- Texte fourni
2° règle : que les dirigeants montrent l'exemple !

Une action de changement ne peut aboutir que si elle est vigoureusement impulsée par les dirigeants de l'association. Et ce pour des raisons bien simples :

- le changement suppose la définition d'une vision stratégique claire et d'objectifs opérationnels dont ils ont la responsabilité et qu'ils feront valider par un mandat de l'assemblée générale;

- ils doivent montrer la voie, dire quelles sont les valeurs de l'association. Si les dirigeants ne s'engagent pas, on reporte le poids de l'initiative sur les collaborateurs les plus dynamiques et l'on tombe dans une situation hypocrite où ils seront blâmés s'ils échouent et leurs initiatives récupérées s'ils réussissent. S'engager dans le changement, c'est procéder par essais et erreurs : les collaborateurs doivent avoir la garantie que la démarche expérimentale, et donc le droit à l'erreur, font partie des valeurs de l'association.

- ils sont les gardiens et les animateurs, par leur rôle de coach, de la règle du jeu en vigueur dans l'association.

La démarche de changement commence nécessairement par un séminaire de formation de l'équipe dirigeante. Il aura pour buts de développer le comportement de manager des dirigeants en les faisant travailler sur les mêmes objectifs et dans les mêmes conditions que tous les autres acteurs du changement.

3° règle : convertir les sceptiques par les pionniers.

Un sceptique converti est un allié véritable, un velléitaire déçu est un danger. Or les sceptiques sont la majorité : le changement fait peur en même temps qu'il peut enthousiasmer.

1) On observe que tout comportement d'innovation se diffuse dans une organisation selon cette courbe de Gauss :

Les pionniers sont les premiers à adopter l'innovation par propension culturelle naturelle : ils ont un niveau social élevé, un bon niveau d'éducation et se situent sur une trajectoire socio-professionnelle ascendante. Leur adaptabilité au changement est un signe de différenciation sociale et ils ont de ce fait peu d'influence sur le reste de la population. Les innovateurs ont le même statut social que les pionniers mais ce sont en outre des leaders d'opinion (responsables socio-économiques, journalistes,...) dont l'adhésion à la démarche de changement va conditionner celle du reste de la population. La majorité précoce est faite de gens ouverts mais qui demandent à voir et à être convaincus avant de s'engager. La majorité tardive est entraînée par le mouvement : elle est convaincue par ce qui réussit. Les retardataires sont les traditionalistes qui ont peine à changer. Les réfractaires sont les irréductibles qui partiront, ou se tairont en attendant une défaillance pour passer à la contre-offensive .

2) La réussite d'une opération de changement suppose donc de repérer les partisans et les adversaires pour en convertir le maximum et neutraliser les irréductibles. Les amateurs de jeu de go se retrouveront ici en terrain connu. Le succès suppose que l'on ne concentre pas son action sur les 5% de partisans inconditionnels ou d'adversaires irréductibles : dans un cas comme dans l'autre la démarche serait marginalisée.

- Données de l'exercice
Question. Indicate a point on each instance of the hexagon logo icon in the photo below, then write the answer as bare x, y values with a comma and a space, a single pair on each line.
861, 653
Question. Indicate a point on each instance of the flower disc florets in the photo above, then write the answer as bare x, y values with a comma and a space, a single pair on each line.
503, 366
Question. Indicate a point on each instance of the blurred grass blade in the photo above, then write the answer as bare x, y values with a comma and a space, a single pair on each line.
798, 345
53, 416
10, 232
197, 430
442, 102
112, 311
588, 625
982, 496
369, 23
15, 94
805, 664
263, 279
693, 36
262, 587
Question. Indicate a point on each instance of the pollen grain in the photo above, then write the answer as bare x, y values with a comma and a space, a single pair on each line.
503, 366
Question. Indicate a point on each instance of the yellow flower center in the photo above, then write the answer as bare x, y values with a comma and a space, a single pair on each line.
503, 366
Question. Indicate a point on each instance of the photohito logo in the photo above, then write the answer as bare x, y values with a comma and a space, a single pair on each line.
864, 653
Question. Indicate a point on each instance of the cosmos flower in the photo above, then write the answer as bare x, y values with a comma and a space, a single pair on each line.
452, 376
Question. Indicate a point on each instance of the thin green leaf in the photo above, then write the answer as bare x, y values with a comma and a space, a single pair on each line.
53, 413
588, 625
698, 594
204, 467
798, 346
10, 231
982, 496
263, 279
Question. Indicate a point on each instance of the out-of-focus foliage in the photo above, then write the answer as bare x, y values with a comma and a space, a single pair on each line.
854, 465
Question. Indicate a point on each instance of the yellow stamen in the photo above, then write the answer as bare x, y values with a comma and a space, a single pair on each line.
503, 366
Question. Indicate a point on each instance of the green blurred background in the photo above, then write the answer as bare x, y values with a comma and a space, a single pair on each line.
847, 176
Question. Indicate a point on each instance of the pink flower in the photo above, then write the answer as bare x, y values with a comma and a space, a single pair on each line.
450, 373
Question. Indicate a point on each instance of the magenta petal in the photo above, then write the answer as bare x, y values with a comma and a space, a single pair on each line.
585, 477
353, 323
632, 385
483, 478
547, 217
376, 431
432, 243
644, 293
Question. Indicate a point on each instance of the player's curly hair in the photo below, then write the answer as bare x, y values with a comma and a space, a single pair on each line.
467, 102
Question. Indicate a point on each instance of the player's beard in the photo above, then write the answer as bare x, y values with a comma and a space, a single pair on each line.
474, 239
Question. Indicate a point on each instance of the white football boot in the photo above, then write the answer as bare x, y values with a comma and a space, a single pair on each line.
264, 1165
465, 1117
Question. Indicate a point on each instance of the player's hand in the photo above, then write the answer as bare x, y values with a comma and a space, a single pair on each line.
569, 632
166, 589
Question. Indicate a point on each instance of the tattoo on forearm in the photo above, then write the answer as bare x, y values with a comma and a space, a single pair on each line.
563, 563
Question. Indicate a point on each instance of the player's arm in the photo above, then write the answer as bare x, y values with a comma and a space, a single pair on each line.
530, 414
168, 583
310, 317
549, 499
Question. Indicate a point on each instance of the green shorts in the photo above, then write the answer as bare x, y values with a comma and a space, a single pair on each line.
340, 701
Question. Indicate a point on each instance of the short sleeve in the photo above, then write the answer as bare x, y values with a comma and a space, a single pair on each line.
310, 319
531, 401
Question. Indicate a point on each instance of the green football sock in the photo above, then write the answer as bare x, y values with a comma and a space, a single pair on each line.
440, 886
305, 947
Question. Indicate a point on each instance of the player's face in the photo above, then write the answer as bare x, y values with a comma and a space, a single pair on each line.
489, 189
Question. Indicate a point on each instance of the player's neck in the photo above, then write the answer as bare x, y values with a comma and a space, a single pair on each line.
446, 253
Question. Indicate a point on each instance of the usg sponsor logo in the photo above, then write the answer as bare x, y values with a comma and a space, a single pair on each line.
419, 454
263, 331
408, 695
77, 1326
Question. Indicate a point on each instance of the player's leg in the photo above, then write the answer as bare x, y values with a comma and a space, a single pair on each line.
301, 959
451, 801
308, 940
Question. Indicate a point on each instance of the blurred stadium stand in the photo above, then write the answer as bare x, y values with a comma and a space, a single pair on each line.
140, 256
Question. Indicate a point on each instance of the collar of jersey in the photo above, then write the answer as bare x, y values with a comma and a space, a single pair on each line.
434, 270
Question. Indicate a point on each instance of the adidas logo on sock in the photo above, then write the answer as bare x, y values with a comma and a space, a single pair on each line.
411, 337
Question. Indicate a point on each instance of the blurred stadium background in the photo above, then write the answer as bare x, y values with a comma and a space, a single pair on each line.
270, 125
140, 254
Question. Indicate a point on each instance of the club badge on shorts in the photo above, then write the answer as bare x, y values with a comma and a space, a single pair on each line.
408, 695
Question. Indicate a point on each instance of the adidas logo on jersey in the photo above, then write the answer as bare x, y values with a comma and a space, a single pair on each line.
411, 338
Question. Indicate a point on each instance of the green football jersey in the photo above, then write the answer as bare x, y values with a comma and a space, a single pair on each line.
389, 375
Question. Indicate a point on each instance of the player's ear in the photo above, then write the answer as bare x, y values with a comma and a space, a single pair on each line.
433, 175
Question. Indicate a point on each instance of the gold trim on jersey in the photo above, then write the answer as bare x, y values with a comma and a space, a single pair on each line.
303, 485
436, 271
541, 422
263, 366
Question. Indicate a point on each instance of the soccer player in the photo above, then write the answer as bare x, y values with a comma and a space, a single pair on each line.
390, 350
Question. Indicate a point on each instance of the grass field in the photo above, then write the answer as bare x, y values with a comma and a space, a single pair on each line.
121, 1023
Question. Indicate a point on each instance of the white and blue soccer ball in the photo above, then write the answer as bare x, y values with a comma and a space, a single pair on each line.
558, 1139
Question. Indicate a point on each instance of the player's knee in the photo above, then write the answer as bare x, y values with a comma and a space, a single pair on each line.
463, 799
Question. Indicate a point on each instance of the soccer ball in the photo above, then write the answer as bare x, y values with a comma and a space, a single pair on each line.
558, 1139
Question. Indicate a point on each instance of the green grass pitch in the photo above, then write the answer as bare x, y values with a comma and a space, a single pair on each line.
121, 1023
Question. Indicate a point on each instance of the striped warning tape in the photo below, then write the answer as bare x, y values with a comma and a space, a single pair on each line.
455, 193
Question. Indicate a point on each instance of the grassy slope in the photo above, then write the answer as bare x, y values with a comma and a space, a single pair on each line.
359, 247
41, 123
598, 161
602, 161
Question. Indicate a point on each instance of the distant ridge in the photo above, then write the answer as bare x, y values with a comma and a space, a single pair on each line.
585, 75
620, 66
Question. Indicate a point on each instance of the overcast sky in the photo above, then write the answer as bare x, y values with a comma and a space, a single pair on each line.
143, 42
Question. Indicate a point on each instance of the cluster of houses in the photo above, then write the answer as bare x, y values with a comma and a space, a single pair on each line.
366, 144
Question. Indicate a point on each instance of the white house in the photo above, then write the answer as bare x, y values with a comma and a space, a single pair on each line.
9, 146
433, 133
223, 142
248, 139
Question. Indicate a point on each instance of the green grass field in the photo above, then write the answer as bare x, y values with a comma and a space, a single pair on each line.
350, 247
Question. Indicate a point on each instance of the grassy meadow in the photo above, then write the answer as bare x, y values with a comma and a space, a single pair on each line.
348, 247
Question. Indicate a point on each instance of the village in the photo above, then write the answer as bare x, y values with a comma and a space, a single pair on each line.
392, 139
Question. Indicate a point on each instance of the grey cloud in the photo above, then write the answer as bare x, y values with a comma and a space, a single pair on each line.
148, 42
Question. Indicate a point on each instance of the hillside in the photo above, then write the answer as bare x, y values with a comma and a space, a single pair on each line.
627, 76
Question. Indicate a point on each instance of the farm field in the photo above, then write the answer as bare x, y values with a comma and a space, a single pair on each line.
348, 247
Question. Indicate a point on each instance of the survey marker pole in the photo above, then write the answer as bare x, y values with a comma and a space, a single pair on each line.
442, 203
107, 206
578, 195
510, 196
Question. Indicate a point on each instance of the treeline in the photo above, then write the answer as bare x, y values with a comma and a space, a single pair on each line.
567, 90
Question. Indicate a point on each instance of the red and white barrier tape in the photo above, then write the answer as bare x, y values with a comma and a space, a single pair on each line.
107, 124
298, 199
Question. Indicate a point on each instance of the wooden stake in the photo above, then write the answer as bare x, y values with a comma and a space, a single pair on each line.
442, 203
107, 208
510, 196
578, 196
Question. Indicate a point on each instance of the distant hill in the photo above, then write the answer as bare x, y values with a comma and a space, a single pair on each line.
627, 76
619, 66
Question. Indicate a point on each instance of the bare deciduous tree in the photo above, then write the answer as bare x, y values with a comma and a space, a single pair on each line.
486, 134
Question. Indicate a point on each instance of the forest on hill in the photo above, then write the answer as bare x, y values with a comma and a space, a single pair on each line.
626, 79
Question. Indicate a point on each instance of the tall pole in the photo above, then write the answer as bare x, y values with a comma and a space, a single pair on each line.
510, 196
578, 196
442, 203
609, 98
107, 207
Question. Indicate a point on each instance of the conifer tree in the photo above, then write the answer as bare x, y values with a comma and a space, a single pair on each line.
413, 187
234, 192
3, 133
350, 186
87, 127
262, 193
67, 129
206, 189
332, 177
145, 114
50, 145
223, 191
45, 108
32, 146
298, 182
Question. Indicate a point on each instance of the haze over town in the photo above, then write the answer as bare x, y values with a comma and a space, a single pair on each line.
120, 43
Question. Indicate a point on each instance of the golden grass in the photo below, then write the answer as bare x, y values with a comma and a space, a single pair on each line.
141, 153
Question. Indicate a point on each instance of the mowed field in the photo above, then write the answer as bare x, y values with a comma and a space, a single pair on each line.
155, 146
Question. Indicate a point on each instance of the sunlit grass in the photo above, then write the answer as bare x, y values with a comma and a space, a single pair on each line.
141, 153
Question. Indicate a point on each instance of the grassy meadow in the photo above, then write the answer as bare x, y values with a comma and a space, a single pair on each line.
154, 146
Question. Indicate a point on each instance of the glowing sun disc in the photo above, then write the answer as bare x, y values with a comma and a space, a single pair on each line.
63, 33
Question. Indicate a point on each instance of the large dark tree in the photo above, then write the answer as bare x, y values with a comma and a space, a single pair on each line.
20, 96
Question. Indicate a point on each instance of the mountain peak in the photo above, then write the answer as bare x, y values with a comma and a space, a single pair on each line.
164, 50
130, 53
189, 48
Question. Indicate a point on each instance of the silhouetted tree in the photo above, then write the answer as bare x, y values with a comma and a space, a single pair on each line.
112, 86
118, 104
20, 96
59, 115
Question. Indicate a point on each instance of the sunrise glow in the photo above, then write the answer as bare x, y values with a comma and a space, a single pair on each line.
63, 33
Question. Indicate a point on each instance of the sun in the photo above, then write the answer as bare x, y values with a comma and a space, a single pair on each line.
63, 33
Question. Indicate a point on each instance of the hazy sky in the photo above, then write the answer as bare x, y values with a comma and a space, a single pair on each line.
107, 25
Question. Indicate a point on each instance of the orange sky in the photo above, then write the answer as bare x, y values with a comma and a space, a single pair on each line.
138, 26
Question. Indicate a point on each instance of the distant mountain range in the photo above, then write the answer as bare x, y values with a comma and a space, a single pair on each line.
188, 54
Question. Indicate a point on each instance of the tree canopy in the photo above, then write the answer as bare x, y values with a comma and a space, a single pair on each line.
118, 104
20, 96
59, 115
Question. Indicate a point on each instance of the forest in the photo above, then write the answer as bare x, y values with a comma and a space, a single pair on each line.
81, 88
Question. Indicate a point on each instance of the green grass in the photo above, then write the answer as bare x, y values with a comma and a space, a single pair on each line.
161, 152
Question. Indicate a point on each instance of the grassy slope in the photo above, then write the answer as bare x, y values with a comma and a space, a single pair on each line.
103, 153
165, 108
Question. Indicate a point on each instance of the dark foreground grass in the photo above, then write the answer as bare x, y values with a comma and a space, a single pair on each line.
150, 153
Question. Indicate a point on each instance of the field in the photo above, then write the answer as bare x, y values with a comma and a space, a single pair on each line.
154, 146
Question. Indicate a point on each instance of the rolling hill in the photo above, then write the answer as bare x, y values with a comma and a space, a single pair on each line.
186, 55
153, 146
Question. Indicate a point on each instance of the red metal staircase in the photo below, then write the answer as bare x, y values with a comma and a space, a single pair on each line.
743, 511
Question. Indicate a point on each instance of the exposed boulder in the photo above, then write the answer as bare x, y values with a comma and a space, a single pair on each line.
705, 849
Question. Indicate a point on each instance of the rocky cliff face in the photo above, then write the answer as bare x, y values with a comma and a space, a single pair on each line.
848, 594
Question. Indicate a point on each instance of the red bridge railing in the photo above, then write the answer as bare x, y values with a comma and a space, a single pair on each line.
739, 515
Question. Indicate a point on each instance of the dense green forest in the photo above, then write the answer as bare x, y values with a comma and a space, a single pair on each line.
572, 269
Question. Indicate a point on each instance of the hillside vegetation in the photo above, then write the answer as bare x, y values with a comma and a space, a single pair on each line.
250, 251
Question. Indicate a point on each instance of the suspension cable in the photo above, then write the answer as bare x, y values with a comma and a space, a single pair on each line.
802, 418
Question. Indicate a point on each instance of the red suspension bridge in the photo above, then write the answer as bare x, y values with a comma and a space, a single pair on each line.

- Demande écrite A
Répondez à ces questions sur le texte consacré à la conduite du changement :
(i) Par quoi la démarche de changement commence-t-elle nécessairement ?
(ii) Qu'est-ce qu'un velléitaire déçu, d'après le texte ?
(iii) Qui sont les retardataires ?
- Demande écrite B
Repérez chaque ligne qui contient le mot « football », puis recopiez-la.

- Résultat obtenu A
(i) Par un séminaire de formation de l'équipe dirigeante.
(ii) Un danger.
(iii) Les traditionalistes qui ont peine à changer.

- Résultat obtenu B
Question. Indicate a point on each instance of the white football boot in the photo above, then write the answer as bare x, y values with a comma and a space, a single pair on each line.
Question. Indicate a point on each instance of the green football sock in the photo above, then write the answer as bare x, y values with a comma and a space, a single pair on each line.
Question. Indicate a point on each instance of the green football jersey in the photo above, then write the answer as bare x, y values with a comma and a space, a single pair on each line.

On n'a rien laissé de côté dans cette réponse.